What to do
Make an exact copy of the lines from the one holding "Target: white light reflection" through the last line of the material, and output nothing else.

Excerpted records

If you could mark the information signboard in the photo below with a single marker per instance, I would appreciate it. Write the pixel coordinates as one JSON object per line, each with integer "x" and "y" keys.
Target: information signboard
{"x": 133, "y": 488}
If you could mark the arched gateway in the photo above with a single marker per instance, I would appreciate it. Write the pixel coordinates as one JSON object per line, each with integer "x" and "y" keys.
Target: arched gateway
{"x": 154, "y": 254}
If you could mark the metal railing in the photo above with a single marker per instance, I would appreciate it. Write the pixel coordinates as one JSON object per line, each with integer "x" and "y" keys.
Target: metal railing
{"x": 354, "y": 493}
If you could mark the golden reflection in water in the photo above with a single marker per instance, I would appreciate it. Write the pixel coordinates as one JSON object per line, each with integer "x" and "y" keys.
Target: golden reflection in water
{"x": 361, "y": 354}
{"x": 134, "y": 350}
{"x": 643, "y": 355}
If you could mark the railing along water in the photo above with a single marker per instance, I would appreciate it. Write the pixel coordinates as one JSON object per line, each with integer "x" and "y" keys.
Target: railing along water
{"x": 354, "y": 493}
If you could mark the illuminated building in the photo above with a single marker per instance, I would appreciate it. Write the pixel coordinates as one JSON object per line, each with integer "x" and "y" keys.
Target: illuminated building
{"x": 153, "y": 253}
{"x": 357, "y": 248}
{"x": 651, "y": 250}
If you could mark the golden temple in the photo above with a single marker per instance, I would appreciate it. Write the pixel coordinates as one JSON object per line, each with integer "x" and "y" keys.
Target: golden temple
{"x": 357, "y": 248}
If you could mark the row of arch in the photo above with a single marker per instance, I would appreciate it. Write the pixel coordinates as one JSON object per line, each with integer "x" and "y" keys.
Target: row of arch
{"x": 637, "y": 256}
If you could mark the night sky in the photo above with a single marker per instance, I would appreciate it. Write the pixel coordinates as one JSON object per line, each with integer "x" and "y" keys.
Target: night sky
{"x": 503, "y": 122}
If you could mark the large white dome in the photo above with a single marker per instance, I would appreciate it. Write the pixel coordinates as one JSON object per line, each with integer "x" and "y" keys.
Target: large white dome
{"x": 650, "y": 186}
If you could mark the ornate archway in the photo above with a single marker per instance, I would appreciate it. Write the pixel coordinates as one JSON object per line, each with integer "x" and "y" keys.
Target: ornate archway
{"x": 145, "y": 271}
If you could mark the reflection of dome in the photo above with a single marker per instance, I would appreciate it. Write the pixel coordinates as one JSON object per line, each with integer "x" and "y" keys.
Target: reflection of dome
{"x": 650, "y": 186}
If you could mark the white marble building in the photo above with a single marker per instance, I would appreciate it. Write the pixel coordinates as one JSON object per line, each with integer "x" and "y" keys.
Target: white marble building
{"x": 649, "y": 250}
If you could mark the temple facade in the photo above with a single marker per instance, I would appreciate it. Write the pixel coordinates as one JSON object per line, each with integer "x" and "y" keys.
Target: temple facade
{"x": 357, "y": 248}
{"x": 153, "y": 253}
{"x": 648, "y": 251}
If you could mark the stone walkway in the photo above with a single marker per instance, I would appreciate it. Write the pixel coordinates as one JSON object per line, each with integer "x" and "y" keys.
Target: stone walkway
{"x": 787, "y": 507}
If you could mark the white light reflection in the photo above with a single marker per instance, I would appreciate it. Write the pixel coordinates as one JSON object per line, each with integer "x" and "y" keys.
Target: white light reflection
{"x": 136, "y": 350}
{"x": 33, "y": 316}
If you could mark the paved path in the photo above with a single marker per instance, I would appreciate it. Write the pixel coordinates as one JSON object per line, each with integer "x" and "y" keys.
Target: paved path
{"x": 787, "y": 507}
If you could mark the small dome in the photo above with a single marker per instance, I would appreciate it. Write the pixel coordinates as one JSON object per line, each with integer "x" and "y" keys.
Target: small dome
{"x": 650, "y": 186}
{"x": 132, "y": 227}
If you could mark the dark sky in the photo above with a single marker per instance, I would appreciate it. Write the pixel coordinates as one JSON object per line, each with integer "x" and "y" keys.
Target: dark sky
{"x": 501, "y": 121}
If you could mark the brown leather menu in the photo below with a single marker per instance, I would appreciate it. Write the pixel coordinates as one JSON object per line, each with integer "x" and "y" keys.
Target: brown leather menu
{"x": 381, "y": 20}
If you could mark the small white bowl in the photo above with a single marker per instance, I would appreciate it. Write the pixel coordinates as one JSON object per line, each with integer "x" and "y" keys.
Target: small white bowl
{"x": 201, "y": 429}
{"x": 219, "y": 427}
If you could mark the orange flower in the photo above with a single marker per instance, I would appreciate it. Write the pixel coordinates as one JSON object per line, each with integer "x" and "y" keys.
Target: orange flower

Output below
Target: white light reflection
{"x": 136, "y": 350}
{"x": 33, "y": 316}
If you could mark the paved path in the photo above with a single marker per instance, I would appreciate it. Write the pixel coordinates as one JSON object per line, each with integer "x" and "y" keys.
Target: paved path
{"x": 787, "y": 507}
If you could mark the small dome in the photo above with a single marker per instance, I would appreciate it. Write the pixel coordinates as one JSON object per line, each with integer "x" and "y" keys.
Target: small dome
{"x": 650, "y": 186}
{"x": 132, "y": 227}
If you could mark the dark sky in the photo above with a single marker per instance, I would appreciate it. Write the pixel coordinates as one JSON object per line, each with integer "x" and "y" keys.
Target: dark sky
{"x": 501, "y": 121}
If you could mark the brown leather menu in the photo below with a single marker per instance, I would appreciate it. Write the pixel coordinates as one JSON object per line, each with integer "x" and "y" keys.
Target: brown leather menu
{"x": 381, "y": 20}
If you could mark the small white bowl in the photo above with a single marker per instance, I would appreciate it. Write the pixel coordinates as one JSON object per line, each with integer "x" and "y" keys.
Target: small white bowl
{"x": 201, "y": 429}
{"x": 219, "y": 427}
If you could mark the orange flower in the photo above with a single marker per instance, I would appreciate it. Write the pixel coordinates as one JSON object per line, each with integer "x" and "y" keys.
Target: orange flower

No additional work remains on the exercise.